Please set down the entire listing exactly.

==========

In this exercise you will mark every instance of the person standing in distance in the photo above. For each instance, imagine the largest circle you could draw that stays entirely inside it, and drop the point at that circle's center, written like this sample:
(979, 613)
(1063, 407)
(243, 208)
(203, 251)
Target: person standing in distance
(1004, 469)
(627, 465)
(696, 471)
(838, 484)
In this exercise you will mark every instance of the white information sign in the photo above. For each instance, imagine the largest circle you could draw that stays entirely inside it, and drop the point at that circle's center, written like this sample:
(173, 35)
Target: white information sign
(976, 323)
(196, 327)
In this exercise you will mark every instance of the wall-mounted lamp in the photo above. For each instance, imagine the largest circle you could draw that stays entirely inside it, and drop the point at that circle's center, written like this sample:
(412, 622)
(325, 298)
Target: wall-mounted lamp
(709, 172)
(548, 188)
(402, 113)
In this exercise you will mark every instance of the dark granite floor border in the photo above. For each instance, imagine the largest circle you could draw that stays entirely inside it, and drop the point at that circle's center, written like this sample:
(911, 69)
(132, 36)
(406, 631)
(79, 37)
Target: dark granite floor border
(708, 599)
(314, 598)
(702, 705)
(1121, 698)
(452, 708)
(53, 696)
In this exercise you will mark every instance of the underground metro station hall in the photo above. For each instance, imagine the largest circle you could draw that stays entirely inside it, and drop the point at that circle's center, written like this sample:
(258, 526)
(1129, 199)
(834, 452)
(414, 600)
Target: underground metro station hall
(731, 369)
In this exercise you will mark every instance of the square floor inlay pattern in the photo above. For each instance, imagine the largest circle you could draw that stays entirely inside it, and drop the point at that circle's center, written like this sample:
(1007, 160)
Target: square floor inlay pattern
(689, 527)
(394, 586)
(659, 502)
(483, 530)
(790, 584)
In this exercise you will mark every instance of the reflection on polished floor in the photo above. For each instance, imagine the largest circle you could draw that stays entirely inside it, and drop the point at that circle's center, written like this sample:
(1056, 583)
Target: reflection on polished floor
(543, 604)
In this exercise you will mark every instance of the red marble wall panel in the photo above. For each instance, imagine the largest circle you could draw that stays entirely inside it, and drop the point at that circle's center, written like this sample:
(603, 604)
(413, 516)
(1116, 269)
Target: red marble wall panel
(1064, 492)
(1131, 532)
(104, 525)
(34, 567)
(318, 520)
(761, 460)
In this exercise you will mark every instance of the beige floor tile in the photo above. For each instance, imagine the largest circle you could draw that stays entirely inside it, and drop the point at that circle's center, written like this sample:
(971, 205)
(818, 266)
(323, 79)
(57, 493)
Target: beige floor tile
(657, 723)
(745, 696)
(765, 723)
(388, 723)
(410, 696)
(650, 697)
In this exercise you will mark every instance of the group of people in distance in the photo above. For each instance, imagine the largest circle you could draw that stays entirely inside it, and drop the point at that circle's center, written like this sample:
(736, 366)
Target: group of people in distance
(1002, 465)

==========

> _TASK SOLUTION_
In this exercise you will mark every instance of the person standing in distance in the photo above. For each instance, imagine the largest circle you could draw that stays entirely inside it, and drop the point at that circle's center, written like this sample:
(979, 613)
(1063, 407)
(243, 208)
(203, 251)
Target: person standing in distance
(1004, 469)
(627, 465)
(696, 471)
(838, 484)
In this exercise you will mark every instance of the white information sign in the photo above. For each instance, imagine the largest circle you could draw that stays entirely inside it, and drop the point at that circle's center, written like this sample:
(173, 35)
Target: white information sign
(976, 323)
(196, 327)
In this exercise you will mark every instance of the wall-mounted lamp in the photo above. For each instance, imagine the largest circle you could draw that stays entirely inside it, and drop the point at that circle's center, written like this sample:
(412, 622)
(325, 298)
Target: wall-mounted lamp
(709, 172)
(548, 188)
(402, 113)
In this exercise you will mark every instance of the dark granite floor border in the photo above. For each instance, imagine the largest circle you could draw that stays entirely inside it, and drop the point at that circle's center, written like this sample:
(911, 69)
(132, 36)
(406, 631)
(79, 37)
Target: dark granite floor border
(708, 599)
(314, 598)
(702, 705)
(1121, 698)
(452, 708)
(53, 696)
In this exercise you will mark every instance of the underground metro station hall in the photo above. For each instance, imagine the largest circle you could draw that stays entirely inside it, and drop the point at that circle's center, written like this sample:
(258, 526)
(1129, 199)
(834, 452)
(414, 600)
Target: underground metro station hall
(731, 369)
In this exercise you will mark every instance of the square floor inlay pattern in the photo above. For each instance, imagine the largest circle you could draw that stays entirely inside it, and drop the point at that circle's center, written like this sample:
(1007, 160)
Target: square floor inlay pattern
(689, 527)
(394, 586)
(659, 502)
(483, 530)
(790, 584)
In this exercise you will mark every instance of the reflection on polished floor in the photo above. For each instance, imagine the largest circle you could draw that stays entirely inside it, and drop the point at that circle's center, written like this sample:
(1056, 583)
Target: reflection on polished floor
(543, 604)
In this exercise you will mark every instance of the red marble wall panel in the photo above. For each instance, imagine the largest circle you could draw that stays entirely inside it, and drop the point at that circle's center, written like this sample:
(603, 604)
(413, 516)
(1116, 269)
Target: red marble wall panel
(1064, 492)
(1131, 532)
(104, 525)
(34, 567)
(318, 520)
(761, 460)
In this exercise you will mark every instance of the beige floor tile in the photo above. For each instance, imagine the largest circle you could draw that stays entirely inside it, and drop the point at that circle's center, written like this sample:
(971, 205)
(818, 266)
(323, 79)
(57, 493)
Target: beige floor tile
(657, 723)
(745, 696)
(765, 723)
(388, 723)
(410, 696)
(650, 697)
In this exercise you will mark every instance of the group of people in distance in the photo above. For each instance, imagine the largest circle you could draw that stays entirely inside it, and drop the point at that circle's center, written like this sample:
(736, 366)
Target: group of people in distance
(1002, 465)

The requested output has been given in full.